## Brief 1
Answer these questions using the news report on the mahjong scene controversy.
(a) Who wrote the article titled "In The Grotto of the Pink Sisters"?
(b) According to Nelson's reply, what did the director appear to have done with the piece?
(c) In her tweet, to whom did Nelson say Christine Tan gave talks?
## Brief 2
Write out the news report on the mahjong scene controversy, everything from "The Facebook page" down to "through its prioress.".

## Text passage
#####

(Updated; Aug. 5, 2:18 p.m.) Two individuals reportedly corrected the team who released an article to defend a dramedy’s controversial mahjong scene featuring the character of former president Cory Aquino and some monastery sisters.
The Facebook page of the “Maid in Malacañang” director on August 1 shared an article from a January 1986 issue of Mother Jones magazine in response to the statement released by the Carmelite Sisters through its prioress.
“WALANG MADRENG NAGMAMAHJONG?” a post of “VinCentiments” page reads. It is associated with Darryl Yap.
The page added that its team supposedly did a research, attaching photocopied images of the article titled “In The Grotto of the Pink Sisters” by Anne Nelson.
“In this 1988 Magazine (from Page 19), mababanggit po ang pangalan ng pinakamalapit na Madre kay President Cory, her name was SISTER CHRISTINE TAN, mababanggit din po dito na siya ay nagmamahjongg. ‘Mah-jongg’ and ‘Pink Sisters,” the page said.
The page highlighted the words “Pink Sisters” and “mah-jong” as well.
Facebook user Elmer Leyson Baldesanso, who shared that he is not a “Kakampink” or a supporter of former vice president Leni Robredo, said he emailed Nelson to clarify the matter, citing “VinCentiments'” post.
Nelson then reportedly responded that the director appeared to have “read the piece too hastily, and conflated two sentences.”
“There is nothing in it that says that the nuns played mah-jong, with Cory Aquino or anyone else,” she said.
Nelson also warned against an “unauthorized Tagalog translation of the piece published in the Philippines” that “misrepresented” her reporting.
Nelson also clarified the issue in a tweet, saying she wrote Aquino had “visited Pink Sisters for prayer,” that the former president “was a friend of Christine Tan,” and that “Christine Tan gave talks to ladies who sometimes played mah-jongg.”

#####

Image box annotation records
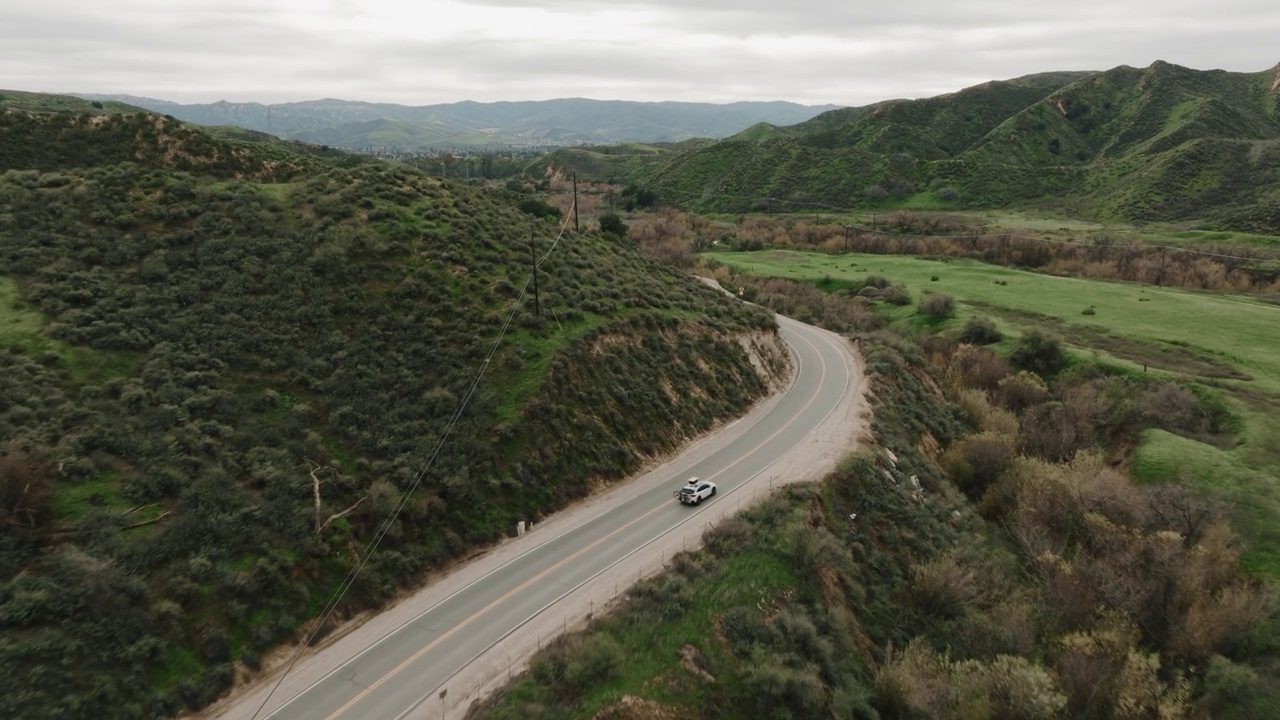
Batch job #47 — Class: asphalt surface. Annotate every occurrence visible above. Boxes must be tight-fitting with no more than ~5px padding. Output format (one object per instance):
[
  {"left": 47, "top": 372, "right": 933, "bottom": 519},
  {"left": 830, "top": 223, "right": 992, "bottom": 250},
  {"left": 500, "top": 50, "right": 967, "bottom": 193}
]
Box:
[{"left": 214, "top": 316, "right": 861, "bottom": 720}]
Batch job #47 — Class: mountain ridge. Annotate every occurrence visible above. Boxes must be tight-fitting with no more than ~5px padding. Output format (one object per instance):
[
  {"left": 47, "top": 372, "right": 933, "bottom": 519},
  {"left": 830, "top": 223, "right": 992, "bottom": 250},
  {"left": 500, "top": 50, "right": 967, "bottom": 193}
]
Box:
[
  {"left": 76, "top": 94, "right": 836, "bottom": 150},
  {"left": 596, "top": 61, "right": 1280, "bottom": 233}
]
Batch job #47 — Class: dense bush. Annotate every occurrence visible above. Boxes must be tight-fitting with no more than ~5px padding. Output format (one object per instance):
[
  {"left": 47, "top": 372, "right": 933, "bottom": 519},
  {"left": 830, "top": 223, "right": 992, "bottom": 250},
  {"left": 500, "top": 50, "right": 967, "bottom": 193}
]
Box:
[
  {"left": 1009, "top": 331, "right": 1066, "bottom": 377},
  {"left": 0, "top": 139, "right": 785, "bottom": 719},
  {"left": 959, "top": 316, "right": 1005, "bottom": 345},
  {"left": 920, "top": 292, "right": 956, "bottom": 320}
]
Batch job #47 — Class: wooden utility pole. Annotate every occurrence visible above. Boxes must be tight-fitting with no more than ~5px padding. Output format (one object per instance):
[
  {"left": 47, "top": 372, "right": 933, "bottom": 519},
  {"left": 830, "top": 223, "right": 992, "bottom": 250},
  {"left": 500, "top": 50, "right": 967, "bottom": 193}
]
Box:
[{"left": 529, "top": 231, "right": 543, "bottom": 316}]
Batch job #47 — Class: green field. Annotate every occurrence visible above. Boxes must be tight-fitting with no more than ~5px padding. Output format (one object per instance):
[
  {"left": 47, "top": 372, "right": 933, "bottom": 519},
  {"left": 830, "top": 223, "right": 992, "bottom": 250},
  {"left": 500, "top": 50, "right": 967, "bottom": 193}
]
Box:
[
  {"left": 705, "top": 245, "right": 1280, "bottom": 580},
  {"left": 705, "top": 251, "right": 1280, "bottom": 396}
]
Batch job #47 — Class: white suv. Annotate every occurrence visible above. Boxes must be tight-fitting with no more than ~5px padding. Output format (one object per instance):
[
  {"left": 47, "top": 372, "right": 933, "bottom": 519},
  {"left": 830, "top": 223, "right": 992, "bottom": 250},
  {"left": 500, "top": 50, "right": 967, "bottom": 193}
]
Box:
[{"left": 672, "top": 478, "right": 716, "bottom": 505}]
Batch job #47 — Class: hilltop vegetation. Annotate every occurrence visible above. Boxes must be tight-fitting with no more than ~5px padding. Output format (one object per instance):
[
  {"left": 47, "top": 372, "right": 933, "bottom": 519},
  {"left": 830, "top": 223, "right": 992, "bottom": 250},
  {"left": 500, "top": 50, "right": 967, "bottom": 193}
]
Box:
[
  {"left": 0, "top": 92, "right": 785, "bottom": 719},
  {"left": 568, "top": 61, "right": 1280, "bottom": 233}
]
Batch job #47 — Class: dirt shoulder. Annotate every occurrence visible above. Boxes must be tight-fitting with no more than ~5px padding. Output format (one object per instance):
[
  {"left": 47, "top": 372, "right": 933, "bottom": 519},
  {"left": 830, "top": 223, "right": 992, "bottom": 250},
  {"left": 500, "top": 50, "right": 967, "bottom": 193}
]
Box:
[{"left": 195, "top": 315, "right": 870, "bottom": 720}]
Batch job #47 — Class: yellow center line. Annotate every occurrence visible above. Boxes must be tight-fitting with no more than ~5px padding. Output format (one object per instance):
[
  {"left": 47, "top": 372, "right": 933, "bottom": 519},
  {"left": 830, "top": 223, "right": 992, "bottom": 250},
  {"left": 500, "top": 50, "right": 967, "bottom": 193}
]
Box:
[{"left": 320, "top": 325, "right": 827, "bottom": 720}]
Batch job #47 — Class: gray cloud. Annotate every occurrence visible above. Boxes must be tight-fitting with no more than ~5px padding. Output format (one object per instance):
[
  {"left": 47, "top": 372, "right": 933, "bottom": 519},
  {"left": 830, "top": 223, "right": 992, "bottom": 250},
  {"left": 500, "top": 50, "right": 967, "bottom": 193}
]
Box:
[{"left": 0, "top": 0, "right": 1280, "bottom": 105}]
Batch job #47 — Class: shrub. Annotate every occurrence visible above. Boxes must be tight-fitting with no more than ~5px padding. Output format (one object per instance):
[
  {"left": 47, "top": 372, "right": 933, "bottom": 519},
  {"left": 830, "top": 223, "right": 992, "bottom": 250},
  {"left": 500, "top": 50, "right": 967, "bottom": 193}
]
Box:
[
  {"left": 942, "top": 433, "right": 1014, "bottom": 497},
  {"left": 600, "top": 213, "right": 627, "bottom": 238},
  {"left": 920, "top": 292, "right": 956, "bottom": 320},
  {"left": 959, "top": 316, "right": 1005, "bottom": 345},
  {"left": 1009, "top": 331, "right": 1066, "bottom": 375},
  {"left": 908, "top": 556, "right": 978, "bottom": 619},
  {"left": 996, "top": 370, "right": 1048, "bottom": 413}
]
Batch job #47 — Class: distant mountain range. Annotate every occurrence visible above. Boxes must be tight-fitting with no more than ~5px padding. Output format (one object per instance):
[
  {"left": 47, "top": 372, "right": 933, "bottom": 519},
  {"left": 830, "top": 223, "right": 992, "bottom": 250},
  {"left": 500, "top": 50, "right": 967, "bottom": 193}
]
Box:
[
  {"left": 78, "top": 94, "right": 838, "bottom": 151},
  {"left": 543, "top": 61, "right": 1280, "bottom": 233}
]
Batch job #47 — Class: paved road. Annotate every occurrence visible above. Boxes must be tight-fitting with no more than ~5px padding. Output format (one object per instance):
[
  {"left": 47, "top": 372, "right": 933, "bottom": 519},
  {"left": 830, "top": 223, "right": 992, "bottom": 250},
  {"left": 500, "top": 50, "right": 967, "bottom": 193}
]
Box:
[{"left": 221, "top": 316, "right": 860, "bottom": 720}]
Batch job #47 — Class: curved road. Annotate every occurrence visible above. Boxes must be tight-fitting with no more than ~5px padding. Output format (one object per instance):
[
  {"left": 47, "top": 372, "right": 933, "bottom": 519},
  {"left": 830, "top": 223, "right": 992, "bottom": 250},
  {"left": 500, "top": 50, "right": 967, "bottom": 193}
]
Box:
[{"left": 210, "top": 316, "right": 861, "bottom": 720}]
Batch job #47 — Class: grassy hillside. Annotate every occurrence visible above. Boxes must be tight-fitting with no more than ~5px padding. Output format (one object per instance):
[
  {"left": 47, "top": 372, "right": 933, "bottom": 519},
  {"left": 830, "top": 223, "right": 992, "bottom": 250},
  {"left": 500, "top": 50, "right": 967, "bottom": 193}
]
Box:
[
  {"left": 710, "top": 251, "right": 1280, "bottom": 573},
  {"left": 596, "top": 61, "right": 1280, "bottom": 233},
  {"left": 468, "top": 289, "right": 1280, "bottom": 720},
  {"left": 0, "top": 92, "right": 782, "bottom": 717}
]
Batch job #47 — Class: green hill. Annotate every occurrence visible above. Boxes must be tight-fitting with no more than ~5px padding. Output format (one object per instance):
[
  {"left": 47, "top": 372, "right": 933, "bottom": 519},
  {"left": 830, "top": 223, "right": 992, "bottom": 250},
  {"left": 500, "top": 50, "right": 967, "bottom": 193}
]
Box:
[
  {"left": 630, "top": 61, "right": 1280, "bottom": 232},
  {"left": 0, "top": 94, "right": 785, "bottom": 719}
]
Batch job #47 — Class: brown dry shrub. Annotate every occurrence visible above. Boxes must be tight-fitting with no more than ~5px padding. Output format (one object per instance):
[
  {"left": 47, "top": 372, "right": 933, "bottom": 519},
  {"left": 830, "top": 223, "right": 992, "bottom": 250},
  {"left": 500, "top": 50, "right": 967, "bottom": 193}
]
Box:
[
  {"left": 951, "top": 345, "right": 1010, "bottom": 391},
  {"left": 996, "top": 370, "right": 1048, "bottom": 413},
  {"left": 942, "top": 432, "right": 1015, "bottom": 497},
  {"left": 908, "top": 555, "right": 979, "bottom": 619},
  {"left": 956, "top": 388, "right": 1019, "bottom": 438},
  {"left": 0, "top": 439, "right": 54, "bottom": 532}
]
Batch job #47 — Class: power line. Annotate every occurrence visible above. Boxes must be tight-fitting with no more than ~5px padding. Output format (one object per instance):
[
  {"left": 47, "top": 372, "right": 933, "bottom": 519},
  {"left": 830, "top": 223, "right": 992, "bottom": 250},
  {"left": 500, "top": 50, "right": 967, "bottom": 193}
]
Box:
[{"left": 252, "top": 199, "right": 568, "bottom": 720}]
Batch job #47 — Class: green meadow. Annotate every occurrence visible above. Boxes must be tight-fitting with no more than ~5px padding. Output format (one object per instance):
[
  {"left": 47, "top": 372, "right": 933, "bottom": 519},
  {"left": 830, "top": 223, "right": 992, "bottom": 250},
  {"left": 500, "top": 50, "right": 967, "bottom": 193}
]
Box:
[{"left": 705, "top": 250, "right": 1280, "bottom": 580}]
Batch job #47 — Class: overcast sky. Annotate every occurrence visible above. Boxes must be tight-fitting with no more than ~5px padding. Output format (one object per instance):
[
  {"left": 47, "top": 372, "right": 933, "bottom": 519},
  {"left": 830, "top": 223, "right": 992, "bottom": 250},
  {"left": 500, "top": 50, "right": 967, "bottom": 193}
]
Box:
[{"left": 0, "top": 0, "right": 1280, "bottom": 105}]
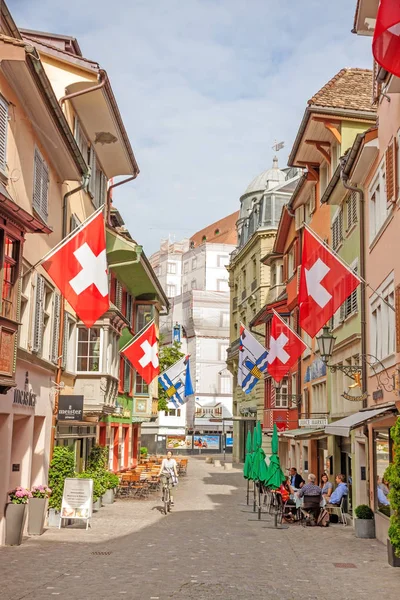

#####

## Complete response 1
(a) Anne Nelson
(b) Read it too hastily and conflated two sentences
(c) Ladies who sometimes played mah-jongg

## Complete response 2
The Facebook page of the “Maid in Malacañang” director on August 1 shared an article from a January 1986 issue of Mother Jones magazine in response to the statement released by the Carmelite Sisters through its prioress.